In any case, I think one of the interesting findings from the recent RAND study on the visual arts is that government funding of the arts would have greater impact if focused on early arts education rather than direct funding of artists (discontinued at NEA) or even the funding of institutions. Early arts education was found to be the ONLY factor leading to an expansion of the arts audience. So, in this regard, the RSC is generally correct that the general public benefits very little from the current structure of NEA funding. Now that is not necessarily an argument for its discontinuation, only that the current structure is ineffectual.

10/05/2005 03:38:00 PM  
Blogger Edward_ said...

Could one say that why it seems "the Right has given up on the visual arts part of the culture war" is that it was so successful in its attacks during the 80s?

Occam's razor would certainly seem to point toward that.

Despite spinning those examples as being part of a planned assault, they are actually created in response to market forces.

* [Records provided]:
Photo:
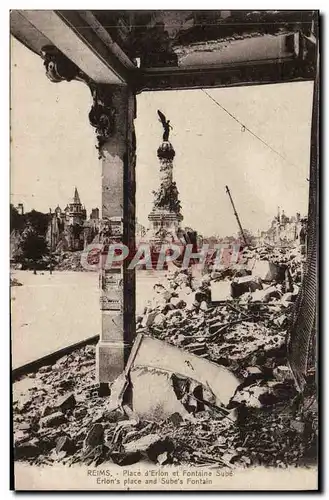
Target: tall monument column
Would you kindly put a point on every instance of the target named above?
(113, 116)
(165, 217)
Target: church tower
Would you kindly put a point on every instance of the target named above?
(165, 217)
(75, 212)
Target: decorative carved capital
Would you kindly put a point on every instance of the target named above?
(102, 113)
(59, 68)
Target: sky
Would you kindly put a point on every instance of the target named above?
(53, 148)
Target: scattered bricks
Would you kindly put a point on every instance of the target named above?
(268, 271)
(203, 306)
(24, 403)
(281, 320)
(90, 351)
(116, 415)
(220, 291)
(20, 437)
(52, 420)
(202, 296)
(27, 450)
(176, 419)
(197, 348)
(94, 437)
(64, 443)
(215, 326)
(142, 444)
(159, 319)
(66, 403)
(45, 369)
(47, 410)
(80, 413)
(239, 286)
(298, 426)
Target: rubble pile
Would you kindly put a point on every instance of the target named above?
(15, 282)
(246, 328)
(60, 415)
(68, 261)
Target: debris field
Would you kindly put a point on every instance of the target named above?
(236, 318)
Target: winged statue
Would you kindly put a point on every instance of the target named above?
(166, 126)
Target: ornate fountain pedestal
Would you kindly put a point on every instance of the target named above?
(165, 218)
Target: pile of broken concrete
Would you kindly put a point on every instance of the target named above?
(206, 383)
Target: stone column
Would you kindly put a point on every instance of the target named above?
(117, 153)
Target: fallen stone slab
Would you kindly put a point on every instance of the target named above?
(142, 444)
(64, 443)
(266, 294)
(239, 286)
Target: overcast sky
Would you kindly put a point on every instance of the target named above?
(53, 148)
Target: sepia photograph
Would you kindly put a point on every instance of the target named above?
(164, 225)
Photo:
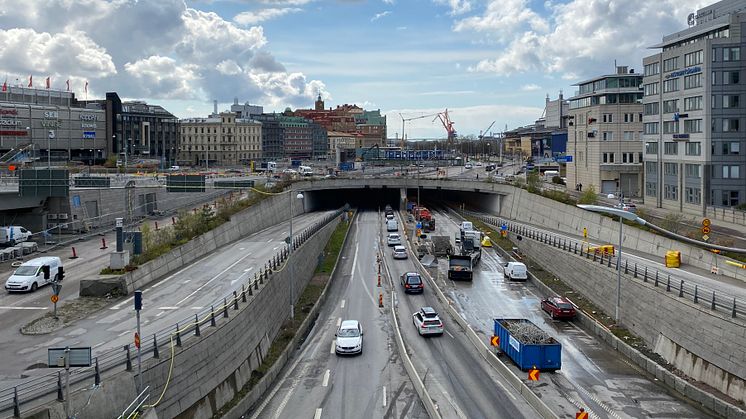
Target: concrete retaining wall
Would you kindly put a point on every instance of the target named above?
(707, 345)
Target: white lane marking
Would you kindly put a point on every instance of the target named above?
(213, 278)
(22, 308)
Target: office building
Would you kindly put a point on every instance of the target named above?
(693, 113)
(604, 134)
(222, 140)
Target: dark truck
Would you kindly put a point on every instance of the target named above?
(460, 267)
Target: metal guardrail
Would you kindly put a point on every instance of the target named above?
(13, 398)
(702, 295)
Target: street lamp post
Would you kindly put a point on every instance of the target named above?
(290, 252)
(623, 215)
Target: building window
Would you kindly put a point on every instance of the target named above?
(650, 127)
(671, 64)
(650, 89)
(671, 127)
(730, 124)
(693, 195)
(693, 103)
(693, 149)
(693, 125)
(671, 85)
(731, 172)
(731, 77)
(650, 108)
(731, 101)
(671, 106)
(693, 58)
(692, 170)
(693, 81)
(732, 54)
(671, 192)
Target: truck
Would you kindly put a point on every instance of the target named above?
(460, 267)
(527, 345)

==

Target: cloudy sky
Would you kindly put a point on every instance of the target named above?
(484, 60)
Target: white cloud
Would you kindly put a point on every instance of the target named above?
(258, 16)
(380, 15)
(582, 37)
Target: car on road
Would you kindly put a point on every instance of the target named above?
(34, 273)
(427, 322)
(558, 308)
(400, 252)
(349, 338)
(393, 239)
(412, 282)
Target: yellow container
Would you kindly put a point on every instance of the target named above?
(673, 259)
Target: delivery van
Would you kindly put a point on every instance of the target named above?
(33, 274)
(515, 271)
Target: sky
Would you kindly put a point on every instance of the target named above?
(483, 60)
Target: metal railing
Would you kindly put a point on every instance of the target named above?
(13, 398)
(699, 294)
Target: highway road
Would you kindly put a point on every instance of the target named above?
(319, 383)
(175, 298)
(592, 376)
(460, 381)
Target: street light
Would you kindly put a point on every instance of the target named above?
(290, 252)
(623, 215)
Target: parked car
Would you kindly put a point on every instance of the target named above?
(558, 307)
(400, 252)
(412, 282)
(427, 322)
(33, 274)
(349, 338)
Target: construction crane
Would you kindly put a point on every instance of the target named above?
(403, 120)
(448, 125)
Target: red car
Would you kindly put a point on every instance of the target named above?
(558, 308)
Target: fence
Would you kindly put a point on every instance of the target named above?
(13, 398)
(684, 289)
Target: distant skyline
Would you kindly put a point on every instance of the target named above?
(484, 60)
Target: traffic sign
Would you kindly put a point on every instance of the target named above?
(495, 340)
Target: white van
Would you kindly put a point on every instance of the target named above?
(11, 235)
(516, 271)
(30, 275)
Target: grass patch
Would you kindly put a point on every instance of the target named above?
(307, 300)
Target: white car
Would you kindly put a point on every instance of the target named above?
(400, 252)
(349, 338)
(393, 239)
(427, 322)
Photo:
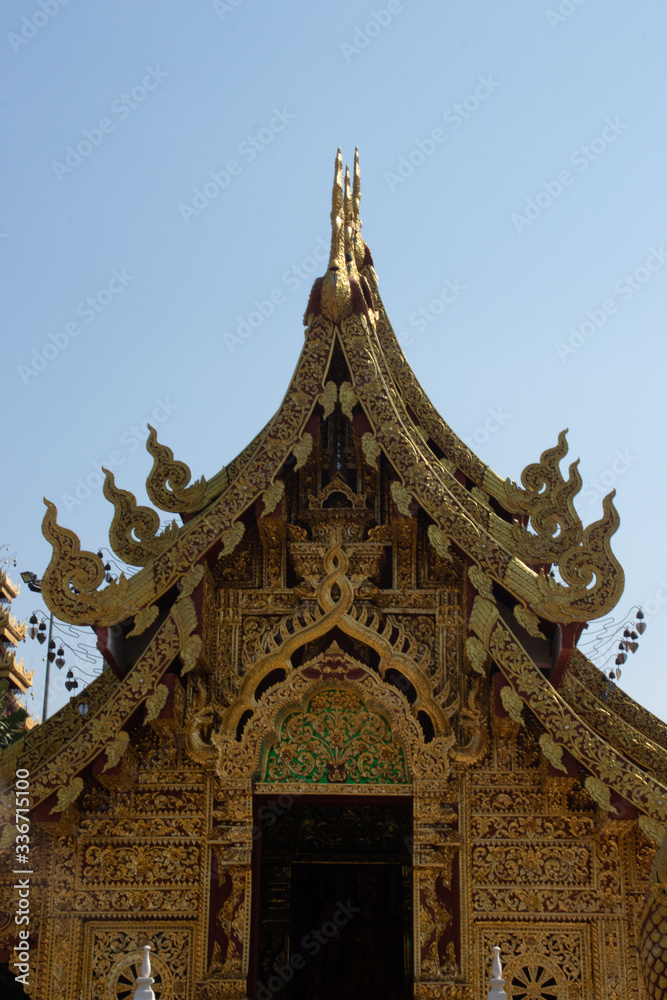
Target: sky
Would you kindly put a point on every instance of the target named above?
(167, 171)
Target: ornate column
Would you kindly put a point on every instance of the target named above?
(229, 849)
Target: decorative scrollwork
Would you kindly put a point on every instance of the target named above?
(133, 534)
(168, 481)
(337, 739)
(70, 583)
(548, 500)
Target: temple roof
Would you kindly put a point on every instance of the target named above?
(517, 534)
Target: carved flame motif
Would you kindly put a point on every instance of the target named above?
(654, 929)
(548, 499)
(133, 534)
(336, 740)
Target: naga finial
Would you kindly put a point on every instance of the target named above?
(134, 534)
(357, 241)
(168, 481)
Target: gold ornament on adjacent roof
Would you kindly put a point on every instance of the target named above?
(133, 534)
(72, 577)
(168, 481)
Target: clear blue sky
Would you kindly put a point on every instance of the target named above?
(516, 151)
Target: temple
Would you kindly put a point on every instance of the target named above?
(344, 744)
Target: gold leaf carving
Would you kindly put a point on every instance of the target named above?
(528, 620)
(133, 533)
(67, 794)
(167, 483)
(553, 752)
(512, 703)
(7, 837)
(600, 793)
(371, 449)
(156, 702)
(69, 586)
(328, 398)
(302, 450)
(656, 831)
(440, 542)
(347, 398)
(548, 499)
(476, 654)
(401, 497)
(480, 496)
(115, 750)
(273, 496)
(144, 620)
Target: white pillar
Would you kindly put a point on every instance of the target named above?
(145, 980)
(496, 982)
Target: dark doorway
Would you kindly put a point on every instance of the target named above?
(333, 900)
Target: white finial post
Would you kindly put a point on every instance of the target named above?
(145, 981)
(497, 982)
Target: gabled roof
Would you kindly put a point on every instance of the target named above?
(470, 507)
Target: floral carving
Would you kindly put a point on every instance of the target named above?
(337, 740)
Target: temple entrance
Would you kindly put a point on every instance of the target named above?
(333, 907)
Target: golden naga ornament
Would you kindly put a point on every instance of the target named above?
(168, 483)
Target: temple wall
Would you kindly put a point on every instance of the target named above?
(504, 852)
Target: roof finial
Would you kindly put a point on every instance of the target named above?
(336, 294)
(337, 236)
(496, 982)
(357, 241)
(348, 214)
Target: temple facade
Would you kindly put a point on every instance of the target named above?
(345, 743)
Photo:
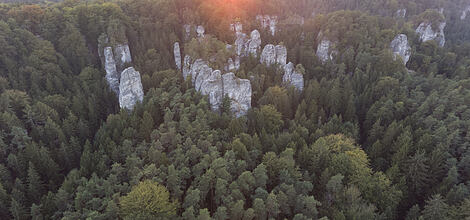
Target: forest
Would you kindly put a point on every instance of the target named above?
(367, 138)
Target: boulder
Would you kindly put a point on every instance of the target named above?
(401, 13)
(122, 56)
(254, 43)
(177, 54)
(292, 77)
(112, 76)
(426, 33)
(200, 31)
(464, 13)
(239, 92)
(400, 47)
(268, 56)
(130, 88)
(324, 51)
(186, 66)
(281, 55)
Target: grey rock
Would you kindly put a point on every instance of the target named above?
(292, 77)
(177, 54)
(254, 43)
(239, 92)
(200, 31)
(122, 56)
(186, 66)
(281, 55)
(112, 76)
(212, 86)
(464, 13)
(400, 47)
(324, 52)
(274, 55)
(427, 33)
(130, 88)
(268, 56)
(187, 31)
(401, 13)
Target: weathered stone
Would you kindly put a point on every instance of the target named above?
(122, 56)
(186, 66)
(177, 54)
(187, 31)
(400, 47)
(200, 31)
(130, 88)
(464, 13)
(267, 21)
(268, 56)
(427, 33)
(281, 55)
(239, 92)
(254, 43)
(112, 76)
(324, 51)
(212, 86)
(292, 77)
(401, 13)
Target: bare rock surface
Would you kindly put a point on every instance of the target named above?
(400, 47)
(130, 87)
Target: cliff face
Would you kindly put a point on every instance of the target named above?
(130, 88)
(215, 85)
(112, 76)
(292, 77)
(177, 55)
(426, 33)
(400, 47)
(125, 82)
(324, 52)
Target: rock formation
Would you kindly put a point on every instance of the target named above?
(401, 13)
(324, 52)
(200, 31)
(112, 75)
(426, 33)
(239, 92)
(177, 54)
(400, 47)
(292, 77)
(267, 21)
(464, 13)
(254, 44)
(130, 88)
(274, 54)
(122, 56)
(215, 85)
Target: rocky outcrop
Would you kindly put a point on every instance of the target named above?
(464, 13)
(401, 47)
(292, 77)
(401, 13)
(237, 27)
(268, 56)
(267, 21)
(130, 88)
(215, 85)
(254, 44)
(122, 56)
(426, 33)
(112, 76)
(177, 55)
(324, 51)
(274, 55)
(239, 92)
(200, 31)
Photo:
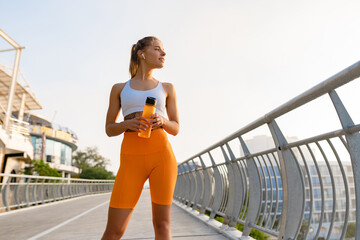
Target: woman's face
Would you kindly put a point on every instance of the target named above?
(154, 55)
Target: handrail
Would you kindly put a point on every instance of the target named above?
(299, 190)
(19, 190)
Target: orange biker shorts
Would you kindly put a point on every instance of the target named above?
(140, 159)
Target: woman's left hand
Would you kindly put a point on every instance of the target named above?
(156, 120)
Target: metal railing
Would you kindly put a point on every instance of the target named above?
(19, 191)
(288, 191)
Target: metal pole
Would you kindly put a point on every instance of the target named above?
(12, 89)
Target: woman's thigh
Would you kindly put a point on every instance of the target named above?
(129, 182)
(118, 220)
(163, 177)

* [What this exercise asks]:
(A) Answer these questions using the arts funding passage:
(i) According to the RAND study, what was the only factor found to expand the arts audience?
(ii) What kind of funding does the passage say was discontinued at NEA?
(iii) According to the final paragraph, what are the examples actually created in response to?
(B) Copy everything in the arts funding passage from "Could one say" down to "point toward that.", switching "Occam's razor" to "Simple logic".

* [Task answers]:
(A)
(i) Early arts education.
(ii) Direct funding of artists.
(iii) Market forces.

(B)
Could one say that why it seems "the Right has given up on the visual arts part of the culture war" is that it was so successful in its attacks during the 80s?

Simple logic would certainly seem to point toward that.